DATA FOR THIS TASK =>
[Begin]

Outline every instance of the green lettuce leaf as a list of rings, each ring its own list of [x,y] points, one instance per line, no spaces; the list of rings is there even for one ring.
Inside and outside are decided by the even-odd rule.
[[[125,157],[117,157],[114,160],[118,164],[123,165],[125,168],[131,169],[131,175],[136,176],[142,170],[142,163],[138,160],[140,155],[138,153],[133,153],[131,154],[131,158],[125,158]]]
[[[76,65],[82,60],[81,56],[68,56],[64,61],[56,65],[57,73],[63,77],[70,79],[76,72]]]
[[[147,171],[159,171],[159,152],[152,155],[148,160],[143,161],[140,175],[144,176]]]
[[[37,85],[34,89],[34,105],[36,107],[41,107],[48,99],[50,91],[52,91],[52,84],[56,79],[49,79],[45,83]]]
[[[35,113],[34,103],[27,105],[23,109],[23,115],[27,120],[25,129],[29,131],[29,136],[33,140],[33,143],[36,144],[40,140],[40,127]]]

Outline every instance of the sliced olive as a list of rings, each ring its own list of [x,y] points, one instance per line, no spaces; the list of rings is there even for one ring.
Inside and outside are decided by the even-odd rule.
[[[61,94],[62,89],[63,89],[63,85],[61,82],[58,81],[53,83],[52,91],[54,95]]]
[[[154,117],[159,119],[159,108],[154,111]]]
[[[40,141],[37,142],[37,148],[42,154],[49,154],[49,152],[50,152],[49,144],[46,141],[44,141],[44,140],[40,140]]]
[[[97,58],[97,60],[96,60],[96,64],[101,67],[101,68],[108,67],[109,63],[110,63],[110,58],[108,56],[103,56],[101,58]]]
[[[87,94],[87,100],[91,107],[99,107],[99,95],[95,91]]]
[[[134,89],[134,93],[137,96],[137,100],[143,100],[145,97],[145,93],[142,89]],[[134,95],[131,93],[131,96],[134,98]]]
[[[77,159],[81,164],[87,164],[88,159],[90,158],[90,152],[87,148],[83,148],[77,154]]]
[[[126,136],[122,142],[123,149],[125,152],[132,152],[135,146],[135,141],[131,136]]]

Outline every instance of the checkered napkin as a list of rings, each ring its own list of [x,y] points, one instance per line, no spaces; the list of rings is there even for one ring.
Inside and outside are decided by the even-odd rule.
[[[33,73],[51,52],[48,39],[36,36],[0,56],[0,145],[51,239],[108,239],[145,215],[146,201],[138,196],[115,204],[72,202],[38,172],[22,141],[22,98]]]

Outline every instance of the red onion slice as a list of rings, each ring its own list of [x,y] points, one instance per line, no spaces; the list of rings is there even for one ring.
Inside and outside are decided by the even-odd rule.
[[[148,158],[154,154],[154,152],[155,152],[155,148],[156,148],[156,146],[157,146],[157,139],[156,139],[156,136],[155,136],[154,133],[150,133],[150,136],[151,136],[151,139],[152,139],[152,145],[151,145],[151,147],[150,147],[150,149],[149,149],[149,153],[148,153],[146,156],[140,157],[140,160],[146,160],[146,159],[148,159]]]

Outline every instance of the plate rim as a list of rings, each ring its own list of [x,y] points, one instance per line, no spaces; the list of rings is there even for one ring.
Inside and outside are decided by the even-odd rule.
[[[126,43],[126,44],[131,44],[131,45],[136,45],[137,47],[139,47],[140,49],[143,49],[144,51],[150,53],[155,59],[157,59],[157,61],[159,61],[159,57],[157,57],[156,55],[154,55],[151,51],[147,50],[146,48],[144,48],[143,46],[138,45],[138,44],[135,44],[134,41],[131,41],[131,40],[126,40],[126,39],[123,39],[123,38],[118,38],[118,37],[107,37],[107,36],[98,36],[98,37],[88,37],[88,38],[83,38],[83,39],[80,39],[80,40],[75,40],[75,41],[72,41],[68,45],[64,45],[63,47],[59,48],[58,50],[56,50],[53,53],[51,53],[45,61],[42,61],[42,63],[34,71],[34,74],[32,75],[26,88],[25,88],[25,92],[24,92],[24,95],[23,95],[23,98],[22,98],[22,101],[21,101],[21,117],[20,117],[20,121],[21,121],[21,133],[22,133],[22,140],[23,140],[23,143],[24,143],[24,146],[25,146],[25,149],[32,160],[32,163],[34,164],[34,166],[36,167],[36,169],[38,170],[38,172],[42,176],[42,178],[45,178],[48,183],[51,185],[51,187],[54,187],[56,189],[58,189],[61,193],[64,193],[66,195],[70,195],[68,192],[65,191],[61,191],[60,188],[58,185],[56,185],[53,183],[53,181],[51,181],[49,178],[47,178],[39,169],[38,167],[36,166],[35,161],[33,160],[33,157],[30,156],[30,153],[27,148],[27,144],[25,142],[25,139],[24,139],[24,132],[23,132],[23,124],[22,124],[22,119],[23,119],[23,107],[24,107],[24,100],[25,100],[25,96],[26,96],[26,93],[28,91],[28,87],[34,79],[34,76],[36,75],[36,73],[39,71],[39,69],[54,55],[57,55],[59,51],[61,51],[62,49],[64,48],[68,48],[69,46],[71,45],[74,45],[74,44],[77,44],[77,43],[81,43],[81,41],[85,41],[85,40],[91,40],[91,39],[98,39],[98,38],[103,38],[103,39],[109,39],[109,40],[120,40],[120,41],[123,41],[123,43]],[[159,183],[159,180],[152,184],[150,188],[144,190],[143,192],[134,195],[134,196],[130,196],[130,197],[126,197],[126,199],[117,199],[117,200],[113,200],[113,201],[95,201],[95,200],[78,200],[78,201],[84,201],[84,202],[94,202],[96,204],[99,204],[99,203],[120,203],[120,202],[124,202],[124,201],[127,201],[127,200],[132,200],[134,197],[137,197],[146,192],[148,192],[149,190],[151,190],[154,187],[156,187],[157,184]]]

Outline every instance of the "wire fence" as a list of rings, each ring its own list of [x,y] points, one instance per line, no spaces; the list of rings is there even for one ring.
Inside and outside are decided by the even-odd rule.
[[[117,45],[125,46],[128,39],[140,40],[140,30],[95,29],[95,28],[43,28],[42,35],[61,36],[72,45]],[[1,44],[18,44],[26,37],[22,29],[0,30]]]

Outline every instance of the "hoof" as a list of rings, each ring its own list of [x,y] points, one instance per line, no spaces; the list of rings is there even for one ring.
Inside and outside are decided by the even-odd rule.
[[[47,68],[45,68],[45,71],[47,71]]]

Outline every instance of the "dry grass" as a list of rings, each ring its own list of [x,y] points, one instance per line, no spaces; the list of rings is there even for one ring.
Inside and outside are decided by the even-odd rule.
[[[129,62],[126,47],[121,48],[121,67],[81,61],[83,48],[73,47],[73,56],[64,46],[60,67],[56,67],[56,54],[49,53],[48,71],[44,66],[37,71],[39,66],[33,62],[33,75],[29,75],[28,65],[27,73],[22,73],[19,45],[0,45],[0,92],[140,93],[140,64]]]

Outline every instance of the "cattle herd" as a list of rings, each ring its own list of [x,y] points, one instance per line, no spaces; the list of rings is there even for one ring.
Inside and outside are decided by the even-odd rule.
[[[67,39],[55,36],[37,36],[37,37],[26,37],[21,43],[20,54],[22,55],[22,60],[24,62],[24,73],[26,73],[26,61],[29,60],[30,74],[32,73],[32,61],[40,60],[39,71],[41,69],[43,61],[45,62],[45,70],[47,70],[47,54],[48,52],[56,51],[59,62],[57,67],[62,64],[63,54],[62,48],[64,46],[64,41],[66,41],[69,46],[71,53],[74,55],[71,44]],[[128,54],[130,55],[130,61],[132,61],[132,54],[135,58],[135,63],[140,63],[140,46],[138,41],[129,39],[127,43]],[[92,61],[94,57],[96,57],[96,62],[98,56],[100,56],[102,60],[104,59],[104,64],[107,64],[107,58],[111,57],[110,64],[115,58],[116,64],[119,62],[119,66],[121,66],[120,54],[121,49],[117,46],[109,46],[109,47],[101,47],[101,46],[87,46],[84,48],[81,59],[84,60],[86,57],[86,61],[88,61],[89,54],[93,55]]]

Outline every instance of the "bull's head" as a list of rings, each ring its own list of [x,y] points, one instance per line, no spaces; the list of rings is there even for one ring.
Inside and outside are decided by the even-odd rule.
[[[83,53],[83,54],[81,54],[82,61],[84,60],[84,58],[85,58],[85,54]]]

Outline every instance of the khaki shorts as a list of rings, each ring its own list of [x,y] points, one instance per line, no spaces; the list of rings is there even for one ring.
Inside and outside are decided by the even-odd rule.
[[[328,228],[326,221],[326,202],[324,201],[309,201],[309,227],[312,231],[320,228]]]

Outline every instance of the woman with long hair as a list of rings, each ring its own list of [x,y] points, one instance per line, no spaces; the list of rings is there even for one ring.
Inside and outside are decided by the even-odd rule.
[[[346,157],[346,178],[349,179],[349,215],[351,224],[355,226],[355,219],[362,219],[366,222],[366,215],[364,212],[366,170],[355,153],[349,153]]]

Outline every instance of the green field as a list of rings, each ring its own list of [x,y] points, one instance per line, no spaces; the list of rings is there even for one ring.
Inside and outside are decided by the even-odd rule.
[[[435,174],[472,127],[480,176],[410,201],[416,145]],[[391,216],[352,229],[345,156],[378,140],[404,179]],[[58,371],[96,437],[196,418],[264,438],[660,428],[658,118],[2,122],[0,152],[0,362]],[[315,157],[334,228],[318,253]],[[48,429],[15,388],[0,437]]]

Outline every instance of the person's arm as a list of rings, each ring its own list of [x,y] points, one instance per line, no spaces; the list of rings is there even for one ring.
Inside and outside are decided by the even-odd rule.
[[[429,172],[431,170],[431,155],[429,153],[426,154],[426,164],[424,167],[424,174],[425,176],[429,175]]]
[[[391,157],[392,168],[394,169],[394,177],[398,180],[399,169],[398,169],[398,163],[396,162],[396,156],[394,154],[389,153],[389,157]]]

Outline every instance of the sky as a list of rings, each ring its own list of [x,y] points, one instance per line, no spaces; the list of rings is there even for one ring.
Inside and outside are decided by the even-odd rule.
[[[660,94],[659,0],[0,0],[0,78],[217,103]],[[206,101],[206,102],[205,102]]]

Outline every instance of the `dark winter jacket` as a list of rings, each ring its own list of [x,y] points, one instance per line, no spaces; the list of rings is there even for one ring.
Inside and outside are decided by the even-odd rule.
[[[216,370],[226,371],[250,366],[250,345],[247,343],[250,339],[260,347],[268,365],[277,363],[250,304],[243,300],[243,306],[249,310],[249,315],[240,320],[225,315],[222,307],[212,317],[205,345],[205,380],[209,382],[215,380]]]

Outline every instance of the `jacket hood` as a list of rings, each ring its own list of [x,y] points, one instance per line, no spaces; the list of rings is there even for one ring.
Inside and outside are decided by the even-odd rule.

[End]

STATED TASK => Copy out the data word for word, starting at the line that contains "Outline every instance of the sky" and stopping after the final line of the data.

TASK OUTPUT =>
Outline every instance of the sky as a list of rings, each ring its own list of [x,y] points, one instance per line, no spaces; the list of rings is there even for one ring.
Inside and outside are decided by the even-odd rule.
[[[660,94],[659,0],[0,0],[0,78],[217,103]],[[206,101],[206,102],[205,102]]]

Outline every instance of the `dark winter jacket` as a list of rings, each ring its own list of [x,y] points, one instance per line, no spaces; the list of rings is there even for one ring.
Inside and outside are decided by the even-odd rule.
[[[216,370],[226,371],[250,366],[250,345],[247,343],[250,339],[260,347],[268,365],[277,363],[250,304],[243,300],[243,306],[249,310],[249,315],[240,320],[225,315],[222,307],[212,317],[205,345],[205,380],[209,382],[215,380]]]

Outline every instance of the `jacket hood` as a list of rings, each ring its own list of [x,y] points, one instance per line, no spaces; the list of rings is there even for one ring.
Inside and outside are decided by the even-odd rule.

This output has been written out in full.